[[ Raw data, beginning ]]

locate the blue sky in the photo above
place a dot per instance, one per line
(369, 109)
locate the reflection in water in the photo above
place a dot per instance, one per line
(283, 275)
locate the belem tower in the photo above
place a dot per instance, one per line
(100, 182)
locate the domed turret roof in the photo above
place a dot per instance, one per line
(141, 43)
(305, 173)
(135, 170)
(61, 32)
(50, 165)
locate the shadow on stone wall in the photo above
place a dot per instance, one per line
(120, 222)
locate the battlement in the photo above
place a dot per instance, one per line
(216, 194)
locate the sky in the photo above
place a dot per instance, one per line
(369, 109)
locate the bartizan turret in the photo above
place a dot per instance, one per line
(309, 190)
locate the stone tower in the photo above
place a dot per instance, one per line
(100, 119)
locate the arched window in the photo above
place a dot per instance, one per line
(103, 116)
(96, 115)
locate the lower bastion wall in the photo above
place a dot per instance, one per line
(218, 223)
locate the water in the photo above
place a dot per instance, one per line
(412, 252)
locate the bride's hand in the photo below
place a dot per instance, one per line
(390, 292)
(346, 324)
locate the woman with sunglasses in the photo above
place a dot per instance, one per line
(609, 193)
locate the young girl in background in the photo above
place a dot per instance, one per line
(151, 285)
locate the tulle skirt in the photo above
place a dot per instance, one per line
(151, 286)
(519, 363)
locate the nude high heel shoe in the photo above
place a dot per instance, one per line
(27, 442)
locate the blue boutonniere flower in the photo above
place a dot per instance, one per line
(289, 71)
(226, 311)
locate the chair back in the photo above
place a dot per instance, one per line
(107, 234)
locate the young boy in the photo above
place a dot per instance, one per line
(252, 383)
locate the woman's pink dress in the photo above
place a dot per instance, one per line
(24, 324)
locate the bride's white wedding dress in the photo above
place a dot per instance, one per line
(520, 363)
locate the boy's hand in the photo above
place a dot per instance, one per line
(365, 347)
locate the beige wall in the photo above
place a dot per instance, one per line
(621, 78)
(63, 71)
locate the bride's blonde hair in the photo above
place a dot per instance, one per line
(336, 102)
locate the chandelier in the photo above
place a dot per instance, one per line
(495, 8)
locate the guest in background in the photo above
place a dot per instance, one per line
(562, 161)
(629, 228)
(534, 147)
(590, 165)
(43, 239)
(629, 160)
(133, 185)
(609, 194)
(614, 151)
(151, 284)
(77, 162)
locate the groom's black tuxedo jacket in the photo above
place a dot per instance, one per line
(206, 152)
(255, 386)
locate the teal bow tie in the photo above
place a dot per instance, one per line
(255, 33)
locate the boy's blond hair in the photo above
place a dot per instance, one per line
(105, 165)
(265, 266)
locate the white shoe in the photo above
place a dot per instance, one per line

[[ Raw data, end ]]

▶ **Goal of the exercise**: Please return all of the records exactly as they appear.

▶ **Result**:
locate the blue sky in the photo above
place a dot per instance, one per line
(369, 109)
locate the reflection in water in the photo above
place a dot per instance, one per line
(283, 275)
locate the belem tower in the photo above
place a dot per instance, one per line
(100, 182)
locate the domed turret roof in the photo above
place a dot per instance, one per line
(141, 43)
(305, 173)
(135, 170)
(61, 32)
(50, 165)
locate the shadow on stone wall in the photo above
place a dot per instance, one per line
(120, 222)
locate the battlement in the photo above
place a dot per instance, one per line
(216, 194)
locate the sky in the photo above
place a dot per instance, one per line
(369, 109)
locate the bartizan turret in the photo above
place a dot per instance, one per line
(309, 190)
locate the stone tower in the photo above
place a dot per instance, one per line
(100, 119)
locate the arched window in the photo above
place a dot per instance, one per line
(103, 116)
(96, 115)
locate the lower bastion wall in the photo above
place a dot per instance, one per line
(218, 223)
locate the water in the photo above
place a dot per instance, one per line
(412, 252)
locate the bride's hand in the photo below
place a dot per instance, one per line
(390, 292)
(346, 324)
locate the woman with sunglasses in the photo above
place a dot per instance, one per line
(609, 193)
locate the young girl in background in the photo above
place a dot per instance, one per line
(151, 285)
locate the tulle skirt in the photo above
place a dot per instance, one per line
(151, 286)
(519, 363)
locate the nude high heel shoe in the photo above
place a dot per instance, one per line
(27, 442)
locate the blue boutonniere flower in the photo above
place a dot per instance, one per line
(289, 71)
(226, 311)
locate the chair back in the photo above
place a dot per instance, one per line
(107, 234)
locate the young boy in the photo above
place a dot per instance, one per line
(252, 383)
locate the woman's pink dress in the photo above
place a dot per instance, one per line
(24, 324)
locate the bride's white wedding dress in the photo above
place a dot per instance, one per line
(520, 363)
locate the boy's hand in the photo above
place a dot per instance, one per line
(365, 347)
locate the beige wall in the photo above
place a dot per instance, one per line
(621, 78)
(63, 71)
locate the bride's blonde hair in the photo above
place a dot per instance, one per line
(336, 102)
locate the chandelier in the photo above
place a dot per instance, one per line
(495, 8)
locate the guest in background in the photo above
place a dot per instance, one per line
(562, 161)
(629, 228)
(534, 147)
(590, 165)
(43, 239)
(629, 160)
(133, 185)
(609, 194)
(614, 151)
(151, 284)
(77, 162)
locate the groom's black tuxedo jacket in the photo above
place a dot per instance, one per line
(206, 152)
(255, 386)
locate the teal bow tie in the photo above
place a dot per instance, one per line
(255, 33)
locate the boy's blond hair in the photo above
place a dot per instance, one per line
(105, 165)
(265, 266)
locate the white shoe in the photo above
place a dot per instance, one per line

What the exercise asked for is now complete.